Excerpt to read:
- - - - -

Putin offered ideas on how to address the dispute over Iran’s nuclear programme, including a possible role for Russia in handling issues linked to Tehran’s enriched uranium. Trump later said Putin had expressed willingness to be involved in the enrichment question, but that he told the Russian leader he would rather see Moscow focus on ending its war in Ukraine. The exchange highlighted a diplomatic overlap between two major crises: the confrontation around Iran’s nuclear activities and the grinding conflict that began with Russia’s full-scale invasion of Ukraine in February 2022.
Kremlin aide Yuri Ushakov described the conversation as businesslike and said the leaders paid particular attention to Iran and the Persian Gulf. Putin backed Trump’s decision to extend a ceasefire arrangement involving Iran, arguing that a pause in hostilities could give negotiations more space and help stabilise the region. The Russian position reflects Moscow’s longstanding attempt to preserve influence with Tehran while positioning itself as a broker capable of speaking to both Iran and the United States.

- - - - -

Exercise instructions:
[1] Transcribe the part of the Putin–Trump call report from "Putin offered ideas" to "in February 2022.".
[2] Pick up the report on the Putin–Trump call after its final sentence and write what comes next.
The rows after this text can be left aside.

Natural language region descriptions
- - - - -

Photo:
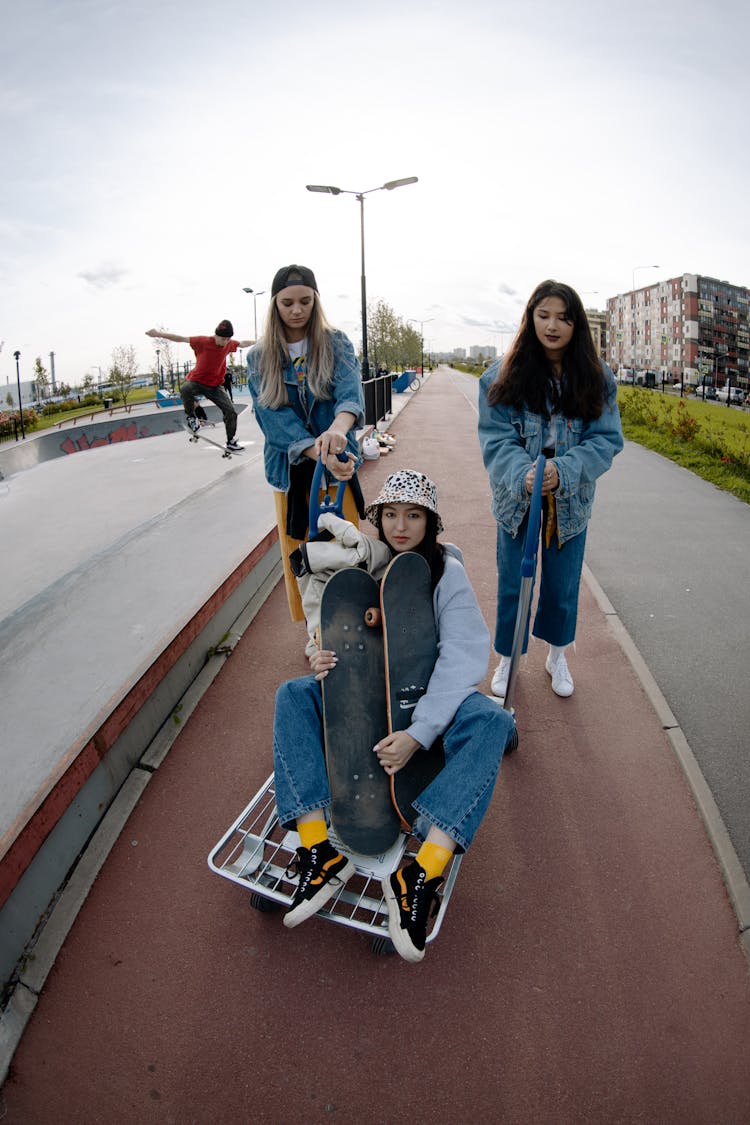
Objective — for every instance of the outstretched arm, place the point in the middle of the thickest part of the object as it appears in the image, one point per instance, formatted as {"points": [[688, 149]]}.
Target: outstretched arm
{"points": [[160, 334]]}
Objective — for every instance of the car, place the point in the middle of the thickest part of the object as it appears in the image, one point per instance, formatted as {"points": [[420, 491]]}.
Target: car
{"points": [[735, 395]]}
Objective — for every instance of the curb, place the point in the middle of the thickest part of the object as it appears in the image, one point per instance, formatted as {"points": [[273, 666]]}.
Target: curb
{"points": [[731, 869]]}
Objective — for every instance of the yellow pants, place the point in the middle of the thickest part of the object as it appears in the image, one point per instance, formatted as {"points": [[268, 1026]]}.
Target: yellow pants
{"points": [[289, 545]]}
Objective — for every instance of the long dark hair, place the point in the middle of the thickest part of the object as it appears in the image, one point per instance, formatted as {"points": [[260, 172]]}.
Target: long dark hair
{"points": [[525, 378], [431, 550]]}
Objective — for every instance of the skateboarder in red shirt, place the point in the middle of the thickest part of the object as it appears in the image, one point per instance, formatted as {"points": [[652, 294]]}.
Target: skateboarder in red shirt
{"points": [[207, 376]]}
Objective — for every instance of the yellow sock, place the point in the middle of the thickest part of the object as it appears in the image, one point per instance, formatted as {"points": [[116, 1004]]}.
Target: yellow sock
{"points": [[433, 858], [312, 833]]}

- - - - -

Response list:
[1]
Putin offered ideas on how to address the dispute over Iran’s nuclear programme, including a possible role for Russia in handling issues linked to Tehran’s enriched uranium. Trump later said Putin had expressed willingness to be involved in the enrichment question, but that he told the Russian leader he would rather see Moscow focus on ending its war in Ukraine. The exchange highlighted a diplomatic overlap between two major crises: the confrontation around Iran’s nuclear activities and the grinding conflict that began with Russia’s full-scale invasion of Ukraine in February 2022.

[2]
Trump said the two leaders agreed that Iran must not acquire a nuclear weapon. Tehran has repeatedly maintained that its nuclear programme is for peaceful purposes, but its uranium enrichment levels and restrictions on inspections have kept Western governments concerned about the speed with which it could move towards weapons-grade material if it chose to do so. The nuclear dispute has been a central flashpoint since Washington abandoned the 2015 agreement in 2018, after which Iran gradually exceeded several limits imposed under that accord.
The timing of the call was significant. Iran has been testing a phased diplomatic proposal that would seek an end to hostilities, reopen the Strait of Hormuz for shipping and postpone the hardest nuclear questions to a later stage. That sequencing would give Tehran a route to de-escalation without immediately settling the fate of its enriched uranium stockpile, while Washington faces the challenge of extracting verifiable nuclear limits without appearing to reward brinkmanship.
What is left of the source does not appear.